Write out the entries, please, from the line containing "target | lion's tail" through their final line, exactly and with nothing else.

Position identification records:
** Begin **

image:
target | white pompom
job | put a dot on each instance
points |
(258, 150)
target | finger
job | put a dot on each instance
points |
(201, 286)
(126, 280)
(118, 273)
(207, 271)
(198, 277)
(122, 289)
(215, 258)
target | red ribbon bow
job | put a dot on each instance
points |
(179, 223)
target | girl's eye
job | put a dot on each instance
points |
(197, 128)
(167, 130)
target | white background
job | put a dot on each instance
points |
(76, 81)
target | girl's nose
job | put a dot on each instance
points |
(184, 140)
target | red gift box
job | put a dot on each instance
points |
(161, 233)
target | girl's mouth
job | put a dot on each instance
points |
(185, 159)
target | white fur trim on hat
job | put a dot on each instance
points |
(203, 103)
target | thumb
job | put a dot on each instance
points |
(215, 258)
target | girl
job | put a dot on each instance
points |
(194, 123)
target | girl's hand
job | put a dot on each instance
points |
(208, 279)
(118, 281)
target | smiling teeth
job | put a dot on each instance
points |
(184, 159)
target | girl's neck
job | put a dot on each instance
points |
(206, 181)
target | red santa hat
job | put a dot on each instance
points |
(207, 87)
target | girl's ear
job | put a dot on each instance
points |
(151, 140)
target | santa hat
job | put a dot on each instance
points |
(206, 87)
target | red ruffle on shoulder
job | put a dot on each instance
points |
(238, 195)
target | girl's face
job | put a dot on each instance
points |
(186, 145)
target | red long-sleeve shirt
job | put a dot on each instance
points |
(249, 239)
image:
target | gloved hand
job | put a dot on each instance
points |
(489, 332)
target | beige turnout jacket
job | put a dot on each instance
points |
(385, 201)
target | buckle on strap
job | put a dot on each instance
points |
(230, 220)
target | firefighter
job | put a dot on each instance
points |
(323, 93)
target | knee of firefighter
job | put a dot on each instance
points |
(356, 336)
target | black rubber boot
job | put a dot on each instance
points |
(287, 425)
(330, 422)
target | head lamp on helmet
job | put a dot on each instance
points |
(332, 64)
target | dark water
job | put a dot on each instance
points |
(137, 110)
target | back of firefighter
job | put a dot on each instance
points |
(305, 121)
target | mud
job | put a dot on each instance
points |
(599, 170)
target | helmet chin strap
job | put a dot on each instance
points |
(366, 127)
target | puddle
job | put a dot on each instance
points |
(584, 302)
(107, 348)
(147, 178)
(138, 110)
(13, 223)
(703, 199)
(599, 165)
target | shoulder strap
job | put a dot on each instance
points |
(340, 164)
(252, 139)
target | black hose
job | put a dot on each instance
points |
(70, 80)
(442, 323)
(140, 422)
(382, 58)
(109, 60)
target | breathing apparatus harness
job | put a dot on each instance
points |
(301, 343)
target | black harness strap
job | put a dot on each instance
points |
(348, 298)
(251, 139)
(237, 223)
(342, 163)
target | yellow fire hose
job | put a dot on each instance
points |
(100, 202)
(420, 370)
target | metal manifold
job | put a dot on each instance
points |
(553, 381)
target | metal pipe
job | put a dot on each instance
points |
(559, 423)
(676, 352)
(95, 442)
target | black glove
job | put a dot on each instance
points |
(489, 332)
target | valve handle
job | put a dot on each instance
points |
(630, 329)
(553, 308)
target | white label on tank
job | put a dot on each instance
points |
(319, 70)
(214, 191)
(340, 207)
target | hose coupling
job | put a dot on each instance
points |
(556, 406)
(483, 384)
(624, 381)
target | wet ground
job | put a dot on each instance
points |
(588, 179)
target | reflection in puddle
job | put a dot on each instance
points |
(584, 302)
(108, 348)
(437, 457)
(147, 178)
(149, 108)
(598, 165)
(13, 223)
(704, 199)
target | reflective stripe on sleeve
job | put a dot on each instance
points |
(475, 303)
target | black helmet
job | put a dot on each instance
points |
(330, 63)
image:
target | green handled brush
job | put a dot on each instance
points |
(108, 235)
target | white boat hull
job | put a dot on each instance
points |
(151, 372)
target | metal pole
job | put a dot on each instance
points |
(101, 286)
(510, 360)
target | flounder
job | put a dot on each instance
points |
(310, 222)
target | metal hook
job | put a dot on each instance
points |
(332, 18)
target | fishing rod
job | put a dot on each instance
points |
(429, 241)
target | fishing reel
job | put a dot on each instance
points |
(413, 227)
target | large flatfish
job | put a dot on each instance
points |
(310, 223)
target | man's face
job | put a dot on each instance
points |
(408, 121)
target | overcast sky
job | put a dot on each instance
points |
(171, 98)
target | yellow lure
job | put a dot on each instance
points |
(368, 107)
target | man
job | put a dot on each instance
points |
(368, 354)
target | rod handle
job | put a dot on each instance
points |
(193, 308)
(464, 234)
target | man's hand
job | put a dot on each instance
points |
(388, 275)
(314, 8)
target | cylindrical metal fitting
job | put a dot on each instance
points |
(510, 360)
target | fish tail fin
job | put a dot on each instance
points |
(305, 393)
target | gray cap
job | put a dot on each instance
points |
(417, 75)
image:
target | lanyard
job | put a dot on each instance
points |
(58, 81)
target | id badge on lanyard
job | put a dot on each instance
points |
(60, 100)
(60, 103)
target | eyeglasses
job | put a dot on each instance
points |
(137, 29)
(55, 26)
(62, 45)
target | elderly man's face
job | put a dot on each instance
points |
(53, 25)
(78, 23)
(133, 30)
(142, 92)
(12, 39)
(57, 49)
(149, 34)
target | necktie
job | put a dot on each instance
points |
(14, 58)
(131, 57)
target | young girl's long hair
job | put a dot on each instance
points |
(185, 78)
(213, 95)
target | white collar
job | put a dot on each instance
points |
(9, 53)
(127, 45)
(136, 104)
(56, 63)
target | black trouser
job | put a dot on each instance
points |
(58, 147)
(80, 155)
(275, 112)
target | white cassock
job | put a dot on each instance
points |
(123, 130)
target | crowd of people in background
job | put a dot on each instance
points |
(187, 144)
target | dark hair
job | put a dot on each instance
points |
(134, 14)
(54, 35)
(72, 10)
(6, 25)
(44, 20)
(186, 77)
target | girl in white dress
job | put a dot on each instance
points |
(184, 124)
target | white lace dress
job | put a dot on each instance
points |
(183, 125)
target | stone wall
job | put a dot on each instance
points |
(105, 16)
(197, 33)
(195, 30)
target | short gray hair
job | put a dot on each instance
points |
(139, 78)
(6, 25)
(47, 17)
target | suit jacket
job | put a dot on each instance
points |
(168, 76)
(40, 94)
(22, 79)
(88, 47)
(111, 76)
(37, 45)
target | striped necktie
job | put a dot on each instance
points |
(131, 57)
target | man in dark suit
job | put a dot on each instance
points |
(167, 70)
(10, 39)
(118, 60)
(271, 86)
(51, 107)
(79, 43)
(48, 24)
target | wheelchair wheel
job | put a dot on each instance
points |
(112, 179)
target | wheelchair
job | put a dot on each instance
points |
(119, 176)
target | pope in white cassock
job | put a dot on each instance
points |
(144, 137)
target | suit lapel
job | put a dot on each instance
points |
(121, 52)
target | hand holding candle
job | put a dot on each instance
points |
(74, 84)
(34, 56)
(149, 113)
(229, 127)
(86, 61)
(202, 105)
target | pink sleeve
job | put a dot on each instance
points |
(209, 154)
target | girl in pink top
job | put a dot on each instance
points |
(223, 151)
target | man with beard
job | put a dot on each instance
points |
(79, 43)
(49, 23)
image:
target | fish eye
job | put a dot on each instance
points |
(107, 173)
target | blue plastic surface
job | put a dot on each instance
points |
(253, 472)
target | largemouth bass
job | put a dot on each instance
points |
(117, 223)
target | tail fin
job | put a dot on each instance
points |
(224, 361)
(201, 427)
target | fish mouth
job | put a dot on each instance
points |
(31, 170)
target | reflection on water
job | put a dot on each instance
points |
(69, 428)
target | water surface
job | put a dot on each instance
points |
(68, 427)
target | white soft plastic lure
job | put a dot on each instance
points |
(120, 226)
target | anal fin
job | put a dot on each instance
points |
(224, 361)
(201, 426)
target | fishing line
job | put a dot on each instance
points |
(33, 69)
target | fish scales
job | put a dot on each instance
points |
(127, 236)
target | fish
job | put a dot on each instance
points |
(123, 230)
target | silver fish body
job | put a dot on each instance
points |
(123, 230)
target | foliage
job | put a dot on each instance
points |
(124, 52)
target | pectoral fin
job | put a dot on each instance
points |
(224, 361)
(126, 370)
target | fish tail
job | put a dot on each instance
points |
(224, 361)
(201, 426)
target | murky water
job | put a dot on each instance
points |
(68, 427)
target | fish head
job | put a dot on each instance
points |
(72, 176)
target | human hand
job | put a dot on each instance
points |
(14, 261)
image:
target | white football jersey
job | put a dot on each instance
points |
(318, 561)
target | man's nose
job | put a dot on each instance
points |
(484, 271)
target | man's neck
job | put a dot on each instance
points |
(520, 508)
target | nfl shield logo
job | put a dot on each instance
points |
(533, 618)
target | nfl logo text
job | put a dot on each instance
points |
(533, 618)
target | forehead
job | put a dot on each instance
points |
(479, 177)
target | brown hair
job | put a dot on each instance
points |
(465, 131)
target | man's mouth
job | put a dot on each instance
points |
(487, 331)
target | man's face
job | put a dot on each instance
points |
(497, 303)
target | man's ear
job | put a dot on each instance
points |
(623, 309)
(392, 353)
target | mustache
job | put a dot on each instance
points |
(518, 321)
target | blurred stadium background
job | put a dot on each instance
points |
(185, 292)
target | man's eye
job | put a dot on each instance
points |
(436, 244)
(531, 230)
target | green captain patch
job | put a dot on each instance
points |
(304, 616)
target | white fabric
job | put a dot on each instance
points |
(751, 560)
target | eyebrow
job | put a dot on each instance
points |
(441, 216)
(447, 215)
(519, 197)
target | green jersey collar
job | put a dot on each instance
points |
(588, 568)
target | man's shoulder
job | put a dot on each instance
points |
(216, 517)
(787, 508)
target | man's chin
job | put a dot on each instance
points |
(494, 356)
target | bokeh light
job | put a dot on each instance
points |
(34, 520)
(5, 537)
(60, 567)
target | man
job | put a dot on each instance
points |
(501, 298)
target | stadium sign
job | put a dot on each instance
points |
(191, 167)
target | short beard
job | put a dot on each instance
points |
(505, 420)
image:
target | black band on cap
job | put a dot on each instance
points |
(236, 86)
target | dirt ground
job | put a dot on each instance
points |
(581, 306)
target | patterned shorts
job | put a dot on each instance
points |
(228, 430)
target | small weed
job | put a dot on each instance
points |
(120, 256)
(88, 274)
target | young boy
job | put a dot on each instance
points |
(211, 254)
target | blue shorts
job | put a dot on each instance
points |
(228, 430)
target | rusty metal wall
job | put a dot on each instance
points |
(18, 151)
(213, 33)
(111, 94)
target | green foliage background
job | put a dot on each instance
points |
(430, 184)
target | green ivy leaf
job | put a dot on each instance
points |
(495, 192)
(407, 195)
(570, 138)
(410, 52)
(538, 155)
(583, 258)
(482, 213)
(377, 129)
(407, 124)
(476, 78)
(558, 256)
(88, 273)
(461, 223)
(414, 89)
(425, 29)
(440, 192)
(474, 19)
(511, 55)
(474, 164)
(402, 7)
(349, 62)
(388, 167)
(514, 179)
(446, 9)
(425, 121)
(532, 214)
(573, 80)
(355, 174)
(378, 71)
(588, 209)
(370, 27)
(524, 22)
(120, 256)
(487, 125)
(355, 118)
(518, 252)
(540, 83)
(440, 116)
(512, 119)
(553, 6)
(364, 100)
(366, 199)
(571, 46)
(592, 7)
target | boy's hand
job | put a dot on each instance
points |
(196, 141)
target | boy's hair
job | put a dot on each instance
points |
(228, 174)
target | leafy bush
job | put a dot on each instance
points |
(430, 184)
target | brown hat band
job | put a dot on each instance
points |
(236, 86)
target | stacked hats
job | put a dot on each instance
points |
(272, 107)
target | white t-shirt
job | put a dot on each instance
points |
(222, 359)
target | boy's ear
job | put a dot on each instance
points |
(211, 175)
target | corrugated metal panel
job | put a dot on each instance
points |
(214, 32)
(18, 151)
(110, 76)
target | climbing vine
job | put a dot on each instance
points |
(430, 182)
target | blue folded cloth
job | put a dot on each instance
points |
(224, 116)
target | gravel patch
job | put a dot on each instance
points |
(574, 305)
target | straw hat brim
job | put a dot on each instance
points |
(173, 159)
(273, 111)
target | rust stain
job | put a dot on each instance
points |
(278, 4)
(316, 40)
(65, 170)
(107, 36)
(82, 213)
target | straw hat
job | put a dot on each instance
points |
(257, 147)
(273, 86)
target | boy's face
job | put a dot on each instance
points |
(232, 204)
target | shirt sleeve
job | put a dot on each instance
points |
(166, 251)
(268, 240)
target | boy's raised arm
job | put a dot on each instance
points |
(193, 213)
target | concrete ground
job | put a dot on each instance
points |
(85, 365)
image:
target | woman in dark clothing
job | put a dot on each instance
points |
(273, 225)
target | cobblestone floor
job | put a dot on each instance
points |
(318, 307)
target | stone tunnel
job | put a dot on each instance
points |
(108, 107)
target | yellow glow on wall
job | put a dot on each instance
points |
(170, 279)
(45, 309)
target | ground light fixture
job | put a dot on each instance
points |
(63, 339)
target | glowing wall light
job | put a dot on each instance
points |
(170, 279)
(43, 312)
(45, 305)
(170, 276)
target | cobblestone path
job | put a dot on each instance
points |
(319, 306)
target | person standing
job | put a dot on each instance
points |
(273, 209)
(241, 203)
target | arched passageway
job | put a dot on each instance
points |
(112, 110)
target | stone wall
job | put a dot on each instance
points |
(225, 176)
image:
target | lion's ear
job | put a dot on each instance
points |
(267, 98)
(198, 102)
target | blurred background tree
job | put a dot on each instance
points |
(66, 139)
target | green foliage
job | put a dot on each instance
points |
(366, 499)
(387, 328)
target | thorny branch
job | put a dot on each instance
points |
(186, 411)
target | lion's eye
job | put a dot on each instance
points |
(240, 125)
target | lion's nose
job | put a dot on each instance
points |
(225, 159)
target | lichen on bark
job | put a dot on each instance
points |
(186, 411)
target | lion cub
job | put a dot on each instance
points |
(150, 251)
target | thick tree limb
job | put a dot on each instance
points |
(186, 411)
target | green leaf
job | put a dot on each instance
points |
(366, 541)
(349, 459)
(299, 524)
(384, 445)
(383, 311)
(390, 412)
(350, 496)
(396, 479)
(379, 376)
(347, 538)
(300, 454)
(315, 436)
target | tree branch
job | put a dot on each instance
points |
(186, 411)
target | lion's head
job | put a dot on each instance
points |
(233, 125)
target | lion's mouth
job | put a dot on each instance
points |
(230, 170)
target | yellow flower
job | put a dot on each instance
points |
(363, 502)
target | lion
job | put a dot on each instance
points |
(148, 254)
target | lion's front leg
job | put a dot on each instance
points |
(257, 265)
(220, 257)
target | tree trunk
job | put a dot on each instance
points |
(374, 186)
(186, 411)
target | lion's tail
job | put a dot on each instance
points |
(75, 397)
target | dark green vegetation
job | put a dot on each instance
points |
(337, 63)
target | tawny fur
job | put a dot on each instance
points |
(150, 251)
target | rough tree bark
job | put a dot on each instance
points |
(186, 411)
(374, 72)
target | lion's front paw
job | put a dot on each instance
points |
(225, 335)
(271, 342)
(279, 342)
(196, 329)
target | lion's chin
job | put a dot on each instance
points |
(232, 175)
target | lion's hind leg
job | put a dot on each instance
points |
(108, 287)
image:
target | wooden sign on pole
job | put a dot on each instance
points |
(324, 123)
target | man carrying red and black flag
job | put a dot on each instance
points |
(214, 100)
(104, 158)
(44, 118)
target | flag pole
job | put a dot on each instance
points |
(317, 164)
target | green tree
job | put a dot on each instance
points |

** End **

[FINISHED EXERCISE]:
target | lion's tail
job | put a dot on each instance
points |
(75, 397)
target | dark green vegetation
job | put a dot on each instance
points |
(337, 63)
target | tawny fur
job | put a dot on each instance
points |
(150, 251)
target | rough tree bark
job | put a dot on each instance
points |
(186, 411)
(374, 72)
target | lion's front paw
job | put a dot on each instance
points |
(225, 335)
(271, 342)
(279, 342)
(196, 329)
target | lion's chin
job | put a dot on each instance
points |
(232, 175)
target | lion's hind leg
job | put a dot on each instance
points |
(108, 287)
image:
target | wooden sign on pole
job | put a dot on each instance
points |
(324, 123)
target | man carrying red and black flag
job | put a dot on each instance
points |
(214, 100)
(104, 158)
(44, 118)
target | flag pole
job | put a dot on each instance
points |
(317, 164)
target | green tree
job | put a dot on each instance
points |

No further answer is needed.